**TASK OBJECTIVE**
Write out the full listing again, exactly as it stands.

**DATA PROVIDED**
■ ■ ■ ■

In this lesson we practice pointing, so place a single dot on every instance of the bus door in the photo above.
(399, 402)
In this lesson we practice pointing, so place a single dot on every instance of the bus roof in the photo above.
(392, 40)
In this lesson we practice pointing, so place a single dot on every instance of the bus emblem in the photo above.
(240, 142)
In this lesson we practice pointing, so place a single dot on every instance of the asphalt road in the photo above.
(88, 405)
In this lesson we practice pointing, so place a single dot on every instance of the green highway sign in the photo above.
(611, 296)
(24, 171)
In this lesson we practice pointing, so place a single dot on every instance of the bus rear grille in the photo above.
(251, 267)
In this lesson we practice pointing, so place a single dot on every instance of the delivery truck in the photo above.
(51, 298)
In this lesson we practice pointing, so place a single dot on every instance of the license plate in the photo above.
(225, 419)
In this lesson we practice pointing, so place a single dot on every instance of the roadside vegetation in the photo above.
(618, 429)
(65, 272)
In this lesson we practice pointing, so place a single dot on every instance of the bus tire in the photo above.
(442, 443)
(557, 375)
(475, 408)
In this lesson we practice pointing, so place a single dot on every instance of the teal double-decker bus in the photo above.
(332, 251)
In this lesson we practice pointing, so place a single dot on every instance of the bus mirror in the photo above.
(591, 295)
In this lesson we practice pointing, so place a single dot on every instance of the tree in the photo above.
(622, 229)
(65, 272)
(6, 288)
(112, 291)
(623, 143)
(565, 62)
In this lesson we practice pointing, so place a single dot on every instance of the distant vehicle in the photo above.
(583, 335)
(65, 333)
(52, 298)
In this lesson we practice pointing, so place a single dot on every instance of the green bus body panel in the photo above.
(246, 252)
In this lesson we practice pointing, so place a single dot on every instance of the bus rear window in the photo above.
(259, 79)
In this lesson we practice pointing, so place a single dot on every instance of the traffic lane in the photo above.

■ ■ ■ ■

**COMPLETE OUTPUT**
In this lesson we practice pointing, so place a single dot on every instance of the bus door in the photo above.
(399, 402)
In this lesson we practice pointing, so place a single dot on every instance of the bus roof in the photo above.
(392, 40)
In this lesson we practice pointing, so place a single dot on every instance of the bus emblem in the photo above.
(240, 142)
In this lesson we practice pointing, so place a single dot on every instance of the asphalt road in the photo above.
(88, 405)
In this lesson we practice pointing, so place a single dot on every instance of the green highway sign in the photo above.
(611, 296)
(24, 171)
In this lesson we practice pointing, so place a single dot on every instance of the bus rear grille in the photo above.
(251, 267)
In this lesson we practice pointing, so place a single dot on every instance of the delivery truck in the photo above.
(51, 298)
In this lesson we practice pointing, so place a single dot on every instance of the license plate in the photo above.
(225, 419)
In this lesson we practice pointing, so place a single dot on every instance of the roadside vegetation in the photo above.
(618, 429)
(65, 272)
In this lesson we practice pointing, so place a single dot on every instance of the bus tire in the photo above.
(442, 443)
(557, 375)
(475, 408)
In this lesson we practice pointing, so place a single dot on every instance of the teal double-decker bus in the photo above.
(332, 251)
In this lesson we practice pointing, so place a single dot on every instance of the bus mirror in the photo above.
(591, 295)
In this lesson we practice pointing, so place a single dot on every instance of the tree in the photo above.
(622, 229)
(65, 272)
(6, 288)
(112, 291)
(623, 143)
(565, 62)
In this lesson we practice pointing, so place a single dot on every instance of the distant vehicle in the photo above.
(583, 335)
(65, 333)
(52, 298)
In this lesson we practice pointing, so place a single dot on every instance of the green bus body panel in the photo above.
(246, 252)
In this lesson we practice pointing, so place a single dot on every instance of the bus rear window in the photo above.
(259, 79)
In this lesson we practice pointing, so place a single dot on every instance of the traffic lane in the photo above.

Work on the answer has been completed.